International contemporary art fair

SCOPE Art Show (stylized SCOPE) is an international contemporary art fair founded in 2002 by gallerist Alexis Hubshman. The fair has staged editions in Miami Beach, New York, and Basel, with early iterations taking place in hotel venues such as the Gershwin Hotel in New York (May 2002) and the Townhouse in Miami Beach (December 2002). In Miami Beach the fair is mounted during Miami Art Week in a temporary pavilion on South Beach; coverage of the 2019 edition cited about 140 exhibitors and roughly 60,000 anticipated visitors, and the 2024 edition publicized 86 exhibitors and “over 100,000” expected visitors.

== History ==
SCOPE’s first iterations took place in New York at the Gershwin Hotel in May 2002 and at the Townhouse Hotel in Miami Beach in December 2002. In October 2004 the fair debuted in London at the Meliá White House near Regent’s Park during Frieze Week.

SCOPE introduced its Basel edition in June 2007, initially at E‑Halle within walking distance of Art Basel, and later in and around the Kaserne cultural complex. Mid‑2010s editions typically featured on the order of 75–100 exhibitors; for example, Artnet reported “over 100 exhibitors” and a special focus on South Korea for 2015. The Basel edition’s most recent outing was in 2018.

In 2020, amid the COVID‑19 pandemic, SCOPE launched SCOPE Immersive, a two‑part online fair that offered a three‑dimensional viewing environment.

== Editions ==
=== Miami Beach ===
SCOPE Miami Beach is staged annually during Miami Art Week in a temporary pavilion on the sands near Ocean Drive. In 2013 the fair announced a new beachfront location at 10th Street and Ocean Drive with a pavilion format it has used since. Time Out listed 140 exhibitors and roughly 60,000 anticipated visitors for the 2019 edition at 801 Ocean Drive. Local coverage has described SCOPE as one of the few Art Week fairs mounted directly “on the sands of South Beach,” just off Eighth Street and Ocean Drive. For 2024, Artnet reported that the fair expected “over 100,000” visitors and 86 exhibitors.

[Data records]

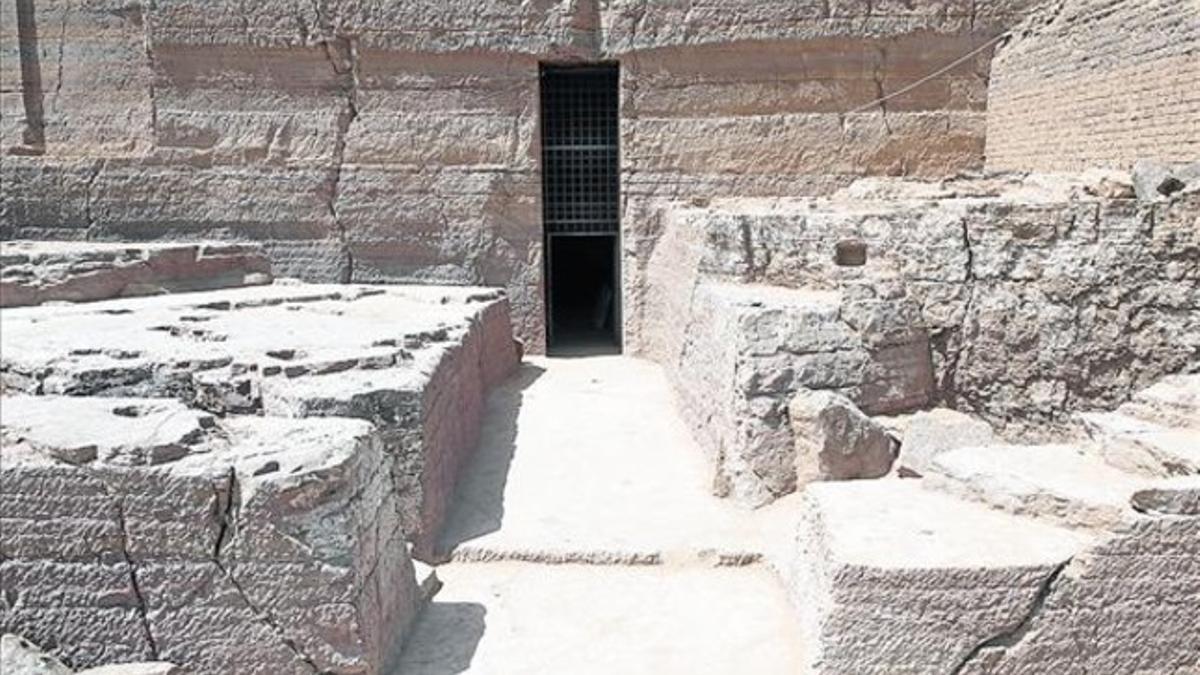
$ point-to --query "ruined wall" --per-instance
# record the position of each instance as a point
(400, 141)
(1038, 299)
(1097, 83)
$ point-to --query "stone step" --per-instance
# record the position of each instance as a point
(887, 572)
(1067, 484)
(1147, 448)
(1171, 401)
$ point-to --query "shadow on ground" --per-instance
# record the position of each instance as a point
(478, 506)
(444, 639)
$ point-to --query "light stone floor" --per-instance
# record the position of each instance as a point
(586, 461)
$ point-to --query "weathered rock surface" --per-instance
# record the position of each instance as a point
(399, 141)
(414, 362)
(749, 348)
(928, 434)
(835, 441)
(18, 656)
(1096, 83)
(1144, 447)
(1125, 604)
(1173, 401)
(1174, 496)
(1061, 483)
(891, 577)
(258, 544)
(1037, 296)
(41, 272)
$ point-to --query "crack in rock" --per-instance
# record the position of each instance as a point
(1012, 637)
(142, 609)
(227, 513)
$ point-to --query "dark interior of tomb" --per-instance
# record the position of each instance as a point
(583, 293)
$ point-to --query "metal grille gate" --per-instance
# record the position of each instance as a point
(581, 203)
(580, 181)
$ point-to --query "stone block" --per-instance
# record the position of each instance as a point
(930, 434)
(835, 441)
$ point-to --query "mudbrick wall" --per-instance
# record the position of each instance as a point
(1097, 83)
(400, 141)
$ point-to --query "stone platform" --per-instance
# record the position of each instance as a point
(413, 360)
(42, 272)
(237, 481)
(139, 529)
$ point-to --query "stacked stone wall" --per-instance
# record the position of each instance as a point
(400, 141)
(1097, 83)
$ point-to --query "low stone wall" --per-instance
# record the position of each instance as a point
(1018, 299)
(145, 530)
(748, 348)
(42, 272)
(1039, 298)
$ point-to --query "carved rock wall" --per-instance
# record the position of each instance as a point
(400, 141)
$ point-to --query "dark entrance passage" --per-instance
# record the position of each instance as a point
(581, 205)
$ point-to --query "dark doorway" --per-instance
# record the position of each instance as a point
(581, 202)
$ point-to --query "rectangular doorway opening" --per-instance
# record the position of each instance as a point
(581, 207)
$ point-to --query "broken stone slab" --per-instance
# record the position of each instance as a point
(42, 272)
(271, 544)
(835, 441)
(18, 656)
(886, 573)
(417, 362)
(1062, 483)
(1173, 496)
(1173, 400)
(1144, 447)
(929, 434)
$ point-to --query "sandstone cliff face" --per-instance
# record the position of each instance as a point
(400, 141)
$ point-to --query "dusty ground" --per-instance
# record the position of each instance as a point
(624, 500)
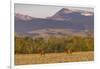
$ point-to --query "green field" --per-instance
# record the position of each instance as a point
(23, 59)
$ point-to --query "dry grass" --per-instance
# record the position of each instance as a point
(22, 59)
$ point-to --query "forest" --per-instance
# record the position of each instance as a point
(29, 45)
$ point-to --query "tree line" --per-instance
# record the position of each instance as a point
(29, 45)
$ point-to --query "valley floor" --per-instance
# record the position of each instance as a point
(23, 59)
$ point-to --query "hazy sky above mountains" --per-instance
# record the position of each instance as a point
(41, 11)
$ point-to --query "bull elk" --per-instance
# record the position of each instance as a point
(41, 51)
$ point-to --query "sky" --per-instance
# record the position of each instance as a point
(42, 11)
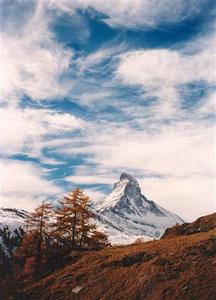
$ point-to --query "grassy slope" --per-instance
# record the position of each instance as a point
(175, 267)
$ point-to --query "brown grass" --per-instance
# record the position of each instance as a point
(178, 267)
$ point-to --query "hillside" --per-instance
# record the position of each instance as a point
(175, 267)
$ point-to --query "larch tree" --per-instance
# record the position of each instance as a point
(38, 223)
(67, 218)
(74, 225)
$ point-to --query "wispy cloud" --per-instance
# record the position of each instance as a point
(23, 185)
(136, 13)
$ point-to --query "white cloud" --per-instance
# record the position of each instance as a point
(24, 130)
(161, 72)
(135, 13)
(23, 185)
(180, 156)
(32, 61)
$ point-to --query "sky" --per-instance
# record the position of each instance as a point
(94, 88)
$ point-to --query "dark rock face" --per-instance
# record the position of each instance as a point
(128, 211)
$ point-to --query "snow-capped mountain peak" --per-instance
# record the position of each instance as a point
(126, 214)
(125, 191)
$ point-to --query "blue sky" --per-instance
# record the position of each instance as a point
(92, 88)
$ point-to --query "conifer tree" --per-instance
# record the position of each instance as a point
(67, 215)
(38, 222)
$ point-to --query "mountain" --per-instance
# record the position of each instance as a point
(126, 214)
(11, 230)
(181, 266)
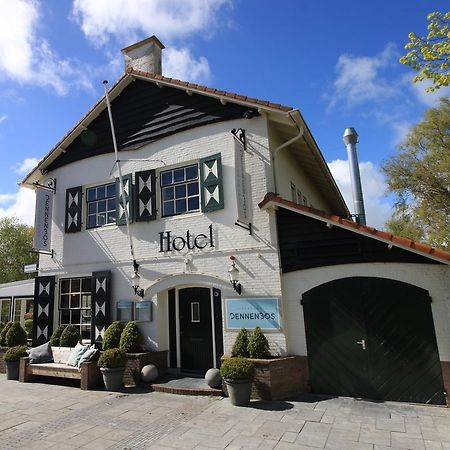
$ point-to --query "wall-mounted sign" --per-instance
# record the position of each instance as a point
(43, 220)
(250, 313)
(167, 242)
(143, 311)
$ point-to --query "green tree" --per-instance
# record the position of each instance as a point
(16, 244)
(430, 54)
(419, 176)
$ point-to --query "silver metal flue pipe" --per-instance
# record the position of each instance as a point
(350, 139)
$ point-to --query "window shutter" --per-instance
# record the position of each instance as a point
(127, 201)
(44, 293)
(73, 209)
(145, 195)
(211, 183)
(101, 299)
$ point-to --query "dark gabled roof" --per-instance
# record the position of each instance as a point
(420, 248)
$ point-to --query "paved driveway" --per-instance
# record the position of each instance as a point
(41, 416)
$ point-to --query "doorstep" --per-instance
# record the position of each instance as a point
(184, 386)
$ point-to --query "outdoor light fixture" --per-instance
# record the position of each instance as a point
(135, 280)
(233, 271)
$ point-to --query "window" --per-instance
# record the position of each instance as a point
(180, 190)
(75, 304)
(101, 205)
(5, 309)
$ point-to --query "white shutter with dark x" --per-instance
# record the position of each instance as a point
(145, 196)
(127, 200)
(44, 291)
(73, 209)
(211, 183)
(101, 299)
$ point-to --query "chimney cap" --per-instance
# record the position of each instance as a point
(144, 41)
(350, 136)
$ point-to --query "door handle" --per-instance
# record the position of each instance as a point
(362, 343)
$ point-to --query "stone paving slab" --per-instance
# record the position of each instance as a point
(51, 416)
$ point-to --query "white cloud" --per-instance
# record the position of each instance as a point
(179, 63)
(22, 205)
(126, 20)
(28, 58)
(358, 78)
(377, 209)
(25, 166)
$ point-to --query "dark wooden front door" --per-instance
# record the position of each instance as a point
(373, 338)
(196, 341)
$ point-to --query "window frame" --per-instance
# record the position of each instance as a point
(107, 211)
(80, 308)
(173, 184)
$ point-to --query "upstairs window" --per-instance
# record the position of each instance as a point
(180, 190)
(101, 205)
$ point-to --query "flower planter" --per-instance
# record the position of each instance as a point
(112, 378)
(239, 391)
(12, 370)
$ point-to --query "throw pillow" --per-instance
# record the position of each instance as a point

# AIM OF THE EXERCISE
Continue the article on the SCOPE Art Show, picking up after its final sentence.

# RESULT BELOW
SCOPE’s public‑facing programming in Miami Beach has included The New Contemporary—a pavilion‑based schedule of installations, talks, music, and wellness activations—and OASIS, a branded day‑to‑night program launched for the 2019 edition. In 2021 SCOPE partnered with blockchain‑ticketing company YellowHeart to offer a limited run of NFT‑minted VIP tickets.

=== New York ===
SCOPE maintained a regular New York presence through 2020, typically aligning its dates with Armory Week. The 20th New York edition (5–8 March 2020) returned to the Metropolitan Pavilion in Chelsea with presentations from about 60 exhibitors.

=== Basel ===
SCOPE Basel launched in 2007 as a satellite fair concurrent with Art Basel, initially at E‑Halle and later moving to a pavilion at the Kaserne complex. Mid‑2010s editions featured on the order of 75–100 exhibitors; in 2015 Artnet reported “over 100 exhibitors.” The Basel edition’s most recent outing was in 2018.

== Programming ==
Across cities SCOPE has produced a mix of curated projects, talks, and partner activations. Long‑standing strands include the Breeder Program for first‑time and emerging galleries and, since 2020, SCOPE Immersive online editions.

== Organization and leadership ==
SCOPE was founded by Alexis Hubshman, who has continued to lead the fair. In October 2024 the fair announced the appointment of its first Director, Hayley River Smith, alongside expanded roles including Head of Strategy and Partnerships (Michael Papadeas) and Client Experience Manager (Tatiana Zancajo).